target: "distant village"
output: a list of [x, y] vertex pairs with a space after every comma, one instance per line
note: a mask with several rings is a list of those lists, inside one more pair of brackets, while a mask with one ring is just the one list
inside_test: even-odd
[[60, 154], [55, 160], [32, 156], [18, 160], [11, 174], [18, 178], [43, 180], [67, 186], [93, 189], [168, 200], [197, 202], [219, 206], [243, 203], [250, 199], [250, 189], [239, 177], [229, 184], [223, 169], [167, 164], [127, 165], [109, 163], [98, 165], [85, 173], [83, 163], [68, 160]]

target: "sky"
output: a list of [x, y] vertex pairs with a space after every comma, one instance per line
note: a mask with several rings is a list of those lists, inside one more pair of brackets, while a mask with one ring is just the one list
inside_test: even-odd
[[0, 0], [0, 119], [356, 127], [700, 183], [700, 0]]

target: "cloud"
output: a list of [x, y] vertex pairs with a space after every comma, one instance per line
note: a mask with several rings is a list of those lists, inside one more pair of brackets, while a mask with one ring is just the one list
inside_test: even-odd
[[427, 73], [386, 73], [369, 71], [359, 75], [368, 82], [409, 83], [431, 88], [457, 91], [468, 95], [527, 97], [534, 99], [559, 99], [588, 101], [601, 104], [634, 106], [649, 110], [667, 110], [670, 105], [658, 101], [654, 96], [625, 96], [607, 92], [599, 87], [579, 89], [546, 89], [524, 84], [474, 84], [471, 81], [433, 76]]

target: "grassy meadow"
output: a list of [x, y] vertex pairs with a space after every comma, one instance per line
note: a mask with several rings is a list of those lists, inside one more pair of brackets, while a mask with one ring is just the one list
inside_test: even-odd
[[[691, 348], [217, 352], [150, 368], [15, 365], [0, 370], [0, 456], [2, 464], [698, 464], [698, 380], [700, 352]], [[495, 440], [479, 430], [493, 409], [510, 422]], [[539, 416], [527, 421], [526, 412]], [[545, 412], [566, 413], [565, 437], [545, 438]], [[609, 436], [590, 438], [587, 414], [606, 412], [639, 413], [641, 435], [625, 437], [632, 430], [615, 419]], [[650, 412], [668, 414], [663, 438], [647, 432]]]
----
* WRITTEN EXERCISE
Print the stretch of the listing above from its first line through the line containing "81], [433, 76]]", including both of those lines, with every character unchanged.

* EXPECTED ANSWER
target: "distant village"
output: a list of [x, y] vertex pairs with a space after every comma, one instance per line
note: a mask with several rings is a list of those lists, inside one more pair of brackets, while a mask with one ring is just the one list
inside_test: even-odd
[[60, 154], [55, 160], [32, 156], [18, 160], [11, 174], [18, 178], [43, 180], [67, 186], [93, 189], [168, 200], [197, 202], [219, 206], [243, 203], [250, 199], [250, 189], [239, 177], [229, 184], [223, 169], [167, 164], [127, 165], [109, 163], [98, 165], [85, 173], [83, 163], [68, 160]]

target: "sky"
output: a list of [x, y] vertex pairs with a space after every comma, one instance per line
note: a mask with several rings is a list of those lists, inside one more pair of brackets, while a mask with one ring is just the one list
inside_test: even-odd
[[0, 0], [0, 119], [356, 127], [700, 183], [700, 0]]

target: "cloud"
output: a list of [x, y] vertex pairs with a space after every comma, one instance per line
note: a mask with several rings is a list of those lists, inside one more pair of brackets, while a mask with one ring is just the one list
inside_test: even-odd
[[427, 73], [386, 73], [369, 71], [359, 75], [368, 82], [409, 83], [431, 88], [457, 91], [468, 95], [527, 97], [534, 99], [559, 99], [588, 101], [601, 104], [634, 106], [649, 110], [667, 110], [670, 105], [658, 101], [654, 96], [625, 96], [607, 92], [599, 87], [579, 89], [546, 89], [524, 84], [474, 84], [471, 81], [433, 76]]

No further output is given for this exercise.